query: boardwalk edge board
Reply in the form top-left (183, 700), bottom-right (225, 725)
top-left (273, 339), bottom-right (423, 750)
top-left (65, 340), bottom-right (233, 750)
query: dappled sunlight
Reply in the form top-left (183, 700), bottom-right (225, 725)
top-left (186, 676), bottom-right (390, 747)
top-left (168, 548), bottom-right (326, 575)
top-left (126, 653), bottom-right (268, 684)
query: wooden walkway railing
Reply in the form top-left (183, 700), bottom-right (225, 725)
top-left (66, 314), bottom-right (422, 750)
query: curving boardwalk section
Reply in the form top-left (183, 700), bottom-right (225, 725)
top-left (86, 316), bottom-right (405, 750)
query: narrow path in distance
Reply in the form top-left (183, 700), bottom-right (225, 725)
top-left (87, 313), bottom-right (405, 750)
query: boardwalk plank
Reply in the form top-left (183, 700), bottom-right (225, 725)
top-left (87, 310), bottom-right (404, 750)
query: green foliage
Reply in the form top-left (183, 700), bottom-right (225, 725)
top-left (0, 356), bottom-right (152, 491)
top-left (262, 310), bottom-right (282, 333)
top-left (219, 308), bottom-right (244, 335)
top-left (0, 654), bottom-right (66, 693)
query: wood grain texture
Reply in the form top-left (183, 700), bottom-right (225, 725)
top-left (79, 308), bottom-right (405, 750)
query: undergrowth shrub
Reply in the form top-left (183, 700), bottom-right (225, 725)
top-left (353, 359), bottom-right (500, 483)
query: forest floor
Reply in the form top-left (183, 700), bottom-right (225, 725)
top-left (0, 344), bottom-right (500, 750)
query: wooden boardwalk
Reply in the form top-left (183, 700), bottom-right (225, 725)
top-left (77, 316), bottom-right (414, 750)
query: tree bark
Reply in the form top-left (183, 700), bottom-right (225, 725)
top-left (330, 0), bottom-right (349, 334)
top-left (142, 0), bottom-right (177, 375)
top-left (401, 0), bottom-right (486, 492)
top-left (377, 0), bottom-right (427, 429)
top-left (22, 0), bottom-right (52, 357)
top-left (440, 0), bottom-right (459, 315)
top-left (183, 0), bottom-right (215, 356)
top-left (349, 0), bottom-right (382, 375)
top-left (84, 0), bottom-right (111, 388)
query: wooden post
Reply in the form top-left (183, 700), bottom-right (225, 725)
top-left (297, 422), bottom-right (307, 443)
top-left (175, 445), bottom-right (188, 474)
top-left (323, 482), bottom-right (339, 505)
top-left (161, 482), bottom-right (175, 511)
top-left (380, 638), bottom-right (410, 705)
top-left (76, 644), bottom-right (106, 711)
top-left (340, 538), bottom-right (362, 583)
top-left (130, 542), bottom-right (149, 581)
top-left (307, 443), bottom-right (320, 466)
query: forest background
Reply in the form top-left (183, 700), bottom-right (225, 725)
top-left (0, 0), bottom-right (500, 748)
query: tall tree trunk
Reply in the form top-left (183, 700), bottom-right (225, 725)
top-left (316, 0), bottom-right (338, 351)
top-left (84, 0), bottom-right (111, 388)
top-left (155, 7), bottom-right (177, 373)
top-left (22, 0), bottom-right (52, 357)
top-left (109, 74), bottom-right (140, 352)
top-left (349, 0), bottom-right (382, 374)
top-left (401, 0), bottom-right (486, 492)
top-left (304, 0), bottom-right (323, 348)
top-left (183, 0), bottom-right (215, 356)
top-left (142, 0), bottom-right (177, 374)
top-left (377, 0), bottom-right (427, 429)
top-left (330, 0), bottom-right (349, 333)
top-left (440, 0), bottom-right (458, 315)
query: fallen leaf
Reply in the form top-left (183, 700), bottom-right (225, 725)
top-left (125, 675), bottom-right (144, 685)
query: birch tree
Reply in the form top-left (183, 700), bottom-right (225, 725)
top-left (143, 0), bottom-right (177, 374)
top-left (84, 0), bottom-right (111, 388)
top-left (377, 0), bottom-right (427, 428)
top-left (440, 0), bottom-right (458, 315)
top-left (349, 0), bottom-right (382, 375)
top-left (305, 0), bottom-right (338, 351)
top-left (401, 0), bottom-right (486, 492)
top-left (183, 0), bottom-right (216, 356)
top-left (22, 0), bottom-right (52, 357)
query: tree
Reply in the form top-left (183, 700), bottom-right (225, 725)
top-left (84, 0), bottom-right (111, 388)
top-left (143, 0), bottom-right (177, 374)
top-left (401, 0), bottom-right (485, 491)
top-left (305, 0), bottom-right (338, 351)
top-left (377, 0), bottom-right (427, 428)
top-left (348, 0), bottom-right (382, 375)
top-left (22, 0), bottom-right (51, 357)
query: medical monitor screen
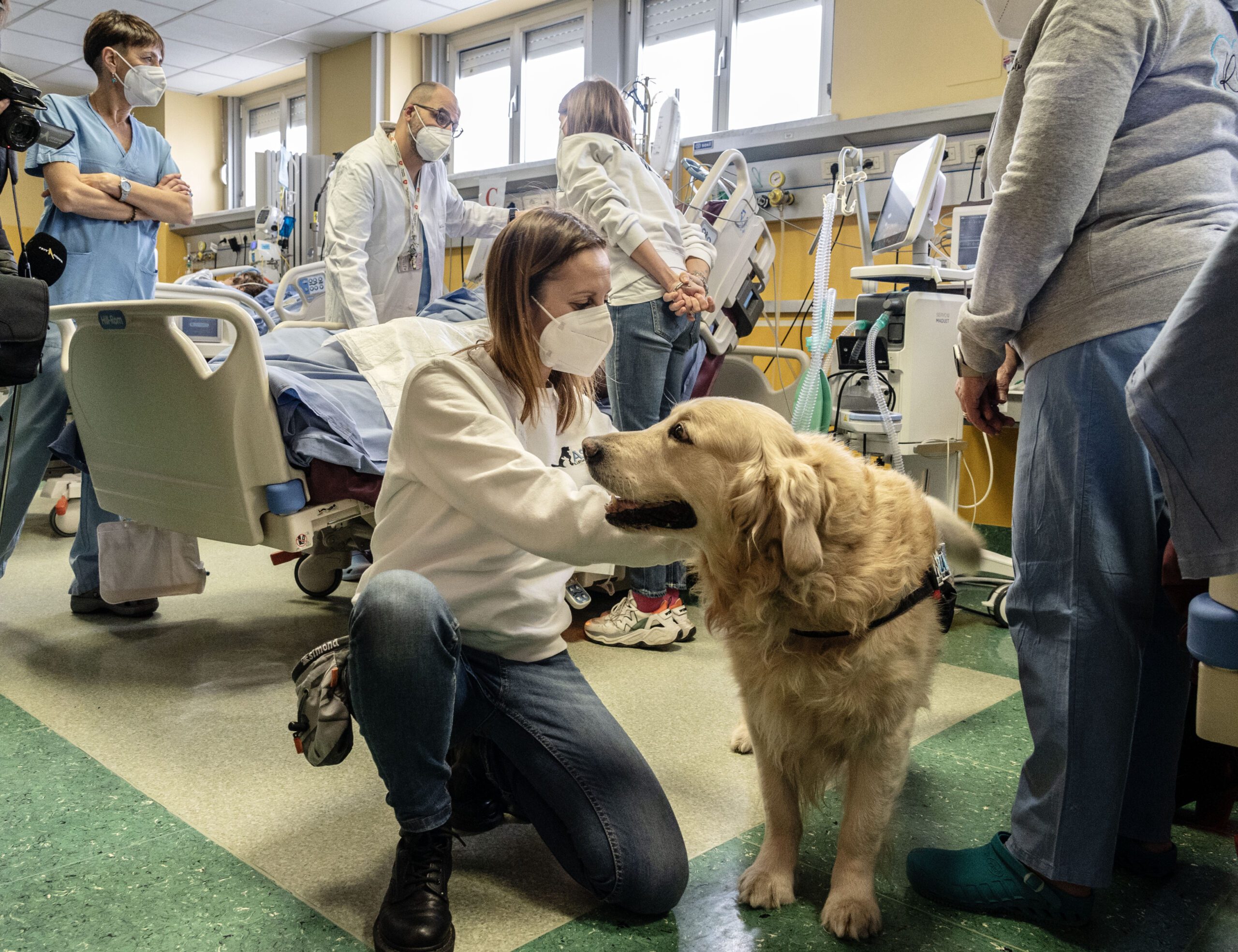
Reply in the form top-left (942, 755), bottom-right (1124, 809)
top-left (873, 136), bottom-right (942, 252)
top-left (952, 212), bottom-right (984, 267)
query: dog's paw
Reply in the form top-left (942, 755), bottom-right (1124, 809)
top-left (730, 720), bottom-right (752, 754)
top-left (739, 861), bottom-right (795, 908)
top-left (821, 890), bottom-right (882, 938)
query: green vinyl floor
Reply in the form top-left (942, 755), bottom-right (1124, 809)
top-left (0, 594), bottom-right (1238, 952)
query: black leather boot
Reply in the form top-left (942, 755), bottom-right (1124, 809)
top-left (447, 736), bottom-right (505, 833)
top-left (374, 824), bottom-right (456, 952)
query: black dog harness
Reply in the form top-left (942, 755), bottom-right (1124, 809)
top-left (791, 546), bottom-right (958, 638)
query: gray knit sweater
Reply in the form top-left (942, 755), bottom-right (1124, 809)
top-left (959, 0), bottom-right (1238, 371)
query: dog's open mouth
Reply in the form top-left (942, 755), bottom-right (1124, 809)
top-left (606, 497), bottom-right (696, 528)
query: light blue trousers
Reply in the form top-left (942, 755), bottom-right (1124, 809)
top-left (1006, 324), bottom-right (1190, 886)
top-left (0, 324), bottom-right (119, 596)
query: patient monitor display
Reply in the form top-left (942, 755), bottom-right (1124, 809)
top-left (873, 135), bottom-right (946, 254)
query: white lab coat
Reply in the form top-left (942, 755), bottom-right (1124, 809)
top-left (323, 122), bottom-right (508, 327)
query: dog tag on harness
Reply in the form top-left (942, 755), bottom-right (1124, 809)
top-left (932, 542), bottom-right (952, 587)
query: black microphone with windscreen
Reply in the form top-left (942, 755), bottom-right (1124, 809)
top-left (17, 232), bottom-right (67, 287)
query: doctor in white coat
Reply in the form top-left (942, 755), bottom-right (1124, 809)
top-left (323, 83), bottom-right (515, 327)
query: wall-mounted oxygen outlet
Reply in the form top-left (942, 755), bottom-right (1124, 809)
top-left (963, 139), bottom-right (989, 165)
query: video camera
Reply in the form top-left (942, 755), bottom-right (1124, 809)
top-left (0, 67), bottom-right (75, 152)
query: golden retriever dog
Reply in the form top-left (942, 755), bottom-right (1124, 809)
top-left (584, 398), bottom-right (981, 938)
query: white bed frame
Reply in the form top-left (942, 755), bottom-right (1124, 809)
top-left (51, 299), bottom-right (374, 594)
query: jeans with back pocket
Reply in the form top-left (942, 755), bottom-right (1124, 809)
top-left (606, 297), bottom-right (699, 598)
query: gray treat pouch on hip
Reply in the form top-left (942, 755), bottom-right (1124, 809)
top-left (288, 635), bottom-right (353, 766)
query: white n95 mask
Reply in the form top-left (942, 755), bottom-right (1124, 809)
top-left (533, 297), bottom-right (615, 376)
top-left (981, 0), bottom-right (1041, 42)
top-left (111, 49), bottom-right (167, 106)
top-left (405, 106), bottom-right (452, 162)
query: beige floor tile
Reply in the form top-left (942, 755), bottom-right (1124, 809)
top-left (0, 505), bottom-right (1017, 952)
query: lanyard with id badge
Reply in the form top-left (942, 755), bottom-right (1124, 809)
top-left (389, 135), bottom-right (424, 275)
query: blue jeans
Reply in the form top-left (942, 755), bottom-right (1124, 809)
top-left (0, 324), bottom-right (119, 596)
top-left (348, 571), bottom-right (688, 915)
top-left (606, 297), bottom-right (699, 598)
top-left (1006, 324), bottom-right (1190, 886)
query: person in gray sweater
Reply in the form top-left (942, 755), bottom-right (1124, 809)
top-left (907, 0), bottom-right (1238, 923)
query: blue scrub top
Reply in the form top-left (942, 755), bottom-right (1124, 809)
top-left (26, 93), bottom-right (179, 305)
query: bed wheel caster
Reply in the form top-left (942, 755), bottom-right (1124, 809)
top-left (47, 497), bottom-right (82, 539)
top-left (292, 555), bottom-right (344, 598)
top-left (984, 586), bottom-right (1010, 628)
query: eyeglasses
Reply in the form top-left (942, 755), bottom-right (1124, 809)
top-left (413, 103), bottom-right (464, 139)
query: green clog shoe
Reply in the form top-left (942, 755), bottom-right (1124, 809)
top-left (907, 833), bottom-right (1092, 926)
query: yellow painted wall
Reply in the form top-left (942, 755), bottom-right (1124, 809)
top-left (318, 37), bottom-right (376, 155)
top-left (832, 0), bottom-right (1009, 119)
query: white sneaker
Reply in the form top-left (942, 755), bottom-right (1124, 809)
top-left (671, 601), bottom-right (696, 641)
top-left (584, 592), bottom-right (683, 647)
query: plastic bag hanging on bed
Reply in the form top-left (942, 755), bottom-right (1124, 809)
top-left (99, 520), bottom-right (207, 605)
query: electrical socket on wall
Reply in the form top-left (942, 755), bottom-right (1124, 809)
top-left (963, 139), bottom-right (989, 165)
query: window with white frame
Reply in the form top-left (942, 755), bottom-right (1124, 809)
top-left (240, 84), bottom-right (308, 207)
top-left (447, 2), bottom-right (591, 172)
top-left (629, 0), bottom-right (834, 136)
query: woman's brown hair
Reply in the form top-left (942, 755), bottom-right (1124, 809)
top-left (482, 208), bottom-right (606, 432)
top-left (82, 10), bottom-right (163, 77)
top-left (559, 79), bottom-right (636, 148)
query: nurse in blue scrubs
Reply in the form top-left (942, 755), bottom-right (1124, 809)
top-left (0, 10), bottom-right (193, 616)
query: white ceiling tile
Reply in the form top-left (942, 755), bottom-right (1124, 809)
top-left (208, 53), bottom-right (283, 83)
top-left (160, 14), bottom-right (275, 53)
top-left (4, 29), bottom-right (86, 69)
top-left (44, 0), bottom-right (178, 26)
top-left (167, 69), bottom-right (235, 93)
top-left (245, 40), bottom-right (327, 66)
top-left (301, 0), bottom-right (374, 16)
top-left (0, 52), bottom-right (59, 86)
top-left (38, 66), bottom-right (99, 93)
top-left (348, 0), bottom-right (455, 31)
top-left (194, 0), bottom-right (331, 36)
top-left (163, 40), bottom-right (224, 69)
top-left (287, 17), bottom-right (374, 49)
top-left (13, 6), bottom-right (90, 43)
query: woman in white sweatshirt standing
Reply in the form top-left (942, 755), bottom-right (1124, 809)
top-left (557, 79), bottom-right (714, 645)
top-left (348, 208), bottom-right (688, 952)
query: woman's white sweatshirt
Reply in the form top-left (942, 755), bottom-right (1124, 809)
top-left (556, 132), bottom-right (714, 305)
top-left (358, 349), bottom-right (691, 661)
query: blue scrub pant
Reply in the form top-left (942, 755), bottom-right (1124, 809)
top-left (348, 571), bottom-right (688, 915)
top-left (0, 324), bottom-right (119, 596)
top-left (606, 297), bottom-right (699, 598)
top-left (1006, 324), bottom-right (1190, 886)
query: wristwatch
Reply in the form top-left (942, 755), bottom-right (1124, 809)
top-left (955, 344), bottom-right (988, 376)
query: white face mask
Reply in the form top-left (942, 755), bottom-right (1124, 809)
top-left (533, 297), bottom-right (615, 376)
top-left (111, 49), bottom-right (167, 106)
top-left (405, 106), bottom-right (452, 162)
top-left (981, 0), bottom-right (1041, 42)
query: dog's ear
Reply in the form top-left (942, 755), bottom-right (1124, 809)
top-left (729, 457), bottom-right (822, 576)
top-left (771, 459), bottom-right (825, 577)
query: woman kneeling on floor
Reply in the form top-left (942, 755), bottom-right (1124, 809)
top-left (348, 209), bottom-right (688, 952)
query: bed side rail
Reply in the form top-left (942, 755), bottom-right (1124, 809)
top-left (52, 297), bottom-right (303, 545)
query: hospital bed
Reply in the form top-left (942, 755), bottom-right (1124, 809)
top-left (51, 297), bottom-right (374, 597)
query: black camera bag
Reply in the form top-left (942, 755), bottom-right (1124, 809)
top-left (0, 275), bottom-right (48, 386)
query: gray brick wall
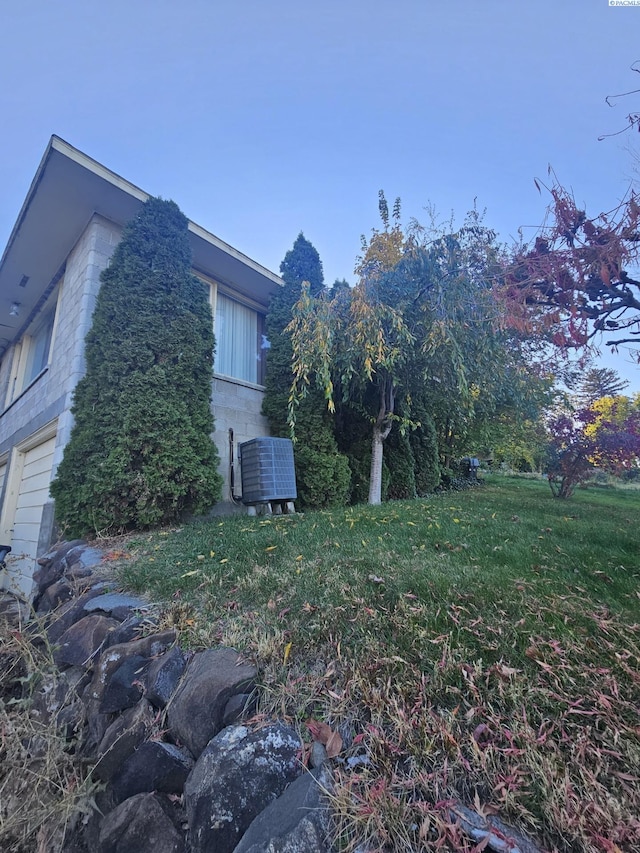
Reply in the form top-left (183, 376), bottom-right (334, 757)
top-left (0, 215), bottom-right (269, 500)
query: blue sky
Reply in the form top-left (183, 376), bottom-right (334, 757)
top-left (0, 0), bottom-right (640, 390)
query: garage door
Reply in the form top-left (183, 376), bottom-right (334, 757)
top-left (12, 436), bottom-right (56, 557)
top-left (7, 436), bottom-right (56, 595)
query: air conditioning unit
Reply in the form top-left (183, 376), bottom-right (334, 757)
top-left (238, 437), bottom-right (298, 505)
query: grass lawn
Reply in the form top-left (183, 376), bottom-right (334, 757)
top-left (114, 477), bottom-right (640, 851)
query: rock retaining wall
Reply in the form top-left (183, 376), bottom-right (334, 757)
top-left (0, 541), bottom-right (332, 853)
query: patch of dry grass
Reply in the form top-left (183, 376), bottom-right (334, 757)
top-left (0, 621), bottom-right (95, 853)
top-left (124, 481), bottom-right (640, 853)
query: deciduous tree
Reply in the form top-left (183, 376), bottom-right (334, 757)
top-left (503, 182), bottom-right (640, 356)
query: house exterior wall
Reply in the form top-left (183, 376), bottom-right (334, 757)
top-left (212, 376), bottom-right (269, 501)
top-left (0, 210), bottom-right (269, 586)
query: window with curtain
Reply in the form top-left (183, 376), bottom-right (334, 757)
top-left (214, 291), bottom-right (268, 384)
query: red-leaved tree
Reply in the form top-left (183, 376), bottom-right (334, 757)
top-left (548, 408), bottom-right (640, 498)
top-left (502, 183), bottom-right (640, 360)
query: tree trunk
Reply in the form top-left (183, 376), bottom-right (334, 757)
top-left (369, 377), bottom-right (395, 506)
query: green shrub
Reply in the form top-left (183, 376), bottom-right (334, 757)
top-left (51, 198), bottom-right (222, 535)
top-left (262, 234), bottom-right (350, 509)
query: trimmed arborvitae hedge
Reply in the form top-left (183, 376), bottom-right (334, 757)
top-left (51, 198), bottom-right (222, 535)
top-left (262, 233), bottom-right (351, 508)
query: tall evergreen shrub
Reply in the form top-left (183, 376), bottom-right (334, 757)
top-left (51, 198), bottom-right (222, 535)
top-left (262, 233), bottom-right (350, 508)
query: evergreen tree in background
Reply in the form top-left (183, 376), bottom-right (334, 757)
top-left (51, 198), bottom-right (222, 535)
top-left (578, 367), bottom-right (629, 406)
top-left (262, 232), bottom-right (350, 508)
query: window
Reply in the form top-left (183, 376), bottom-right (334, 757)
top-left (214, 290), bottom-right (268, 385)
top-left (6, 300), bottom-right (56, 405)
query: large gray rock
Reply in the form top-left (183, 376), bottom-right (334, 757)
top-left (97, 794), bottom-right (184, 853)
top-left (47, 581), bottom-right (119, 645)
top-left (100, 655), bottom-right (149, 714)
top-left (184, 723), bottom-right (302, 853)
top-left (53, 616), bottom-right (118, 669)
top-left (234, 764), bottom-right (333, 853)
top-left (167, 648), bottom-right (257, 758)
top-left (0, 592), bottom-right (31, 628)
top-left (145, 646), bottom-right (187, 708)
top-left (84, 592), bottom-right (150, 619)
top-left (93, 699), bottom-right (154, 782)
top-left (31, 666), bottom-right (91, 725)
top-left (33, 539), bottom-right (85, 605)
top-left (89, 628), bottom-right (176, 700)
top-left (111, 740), bottom-right (193, 802)
top-left (36, 577), bottom-right (74, 615)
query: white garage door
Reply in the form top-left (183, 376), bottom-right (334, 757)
top-left (11, 436), bottom-right (56, 557)
top-left (4, 436), bottom-right (56, 598)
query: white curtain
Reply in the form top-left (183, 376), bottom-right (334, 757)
top-left (214, 293), bottom-right (258, 382)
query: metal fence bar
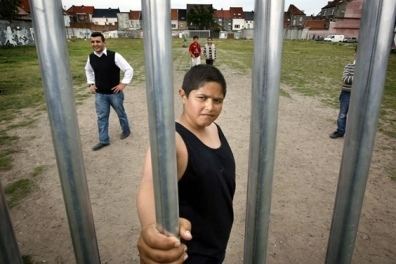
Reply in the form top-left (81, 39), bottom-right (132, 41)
top-left (142, 0), bottom-right (179, 235)
top-left (326, 0), bottom-right (396, 264)
top-left (244, 0), bottom-right (284, 264)
top-left (30, 0), bottom-right (100, 263)
top-left (0, 182), bottom-right (23, 264)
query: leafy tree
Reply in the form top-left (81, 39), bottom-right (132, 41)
top-left (0, 0), bottom-right (21, 20)
top-left (187, 5), bottom-right (215, 29)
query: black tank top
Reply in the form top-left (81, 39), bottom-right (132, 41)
top-left (176, 123), bottom-right (235, 263)
top-left (89, 50), bottom-right (120, 94)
○ ○ ○ ○
__Directive__
In the lines above, from the first one through the line with "top-left (126, 653), bottom-right (268, 684)", can you change "Reply in the form" to "Answer in the format" and leave everything else as it is?

__Response to this exercise__
query: boardwalk edge board
Answer in the format top-left (183, 700), bottom-right (225, 725)
top-left (273, 339), bottom-right (423, 750)
top-left (65, 340), bottom-right (233, 750)
query: dappled sunlight
Answer in the format top-left (183, 700), bottom-right (225, 725)
top-left (186, 676), bottom-right (390, 747)
top-left (168, 548), bottom-right (326, 575)
top-left (126, 653), bottom-right (268, 684)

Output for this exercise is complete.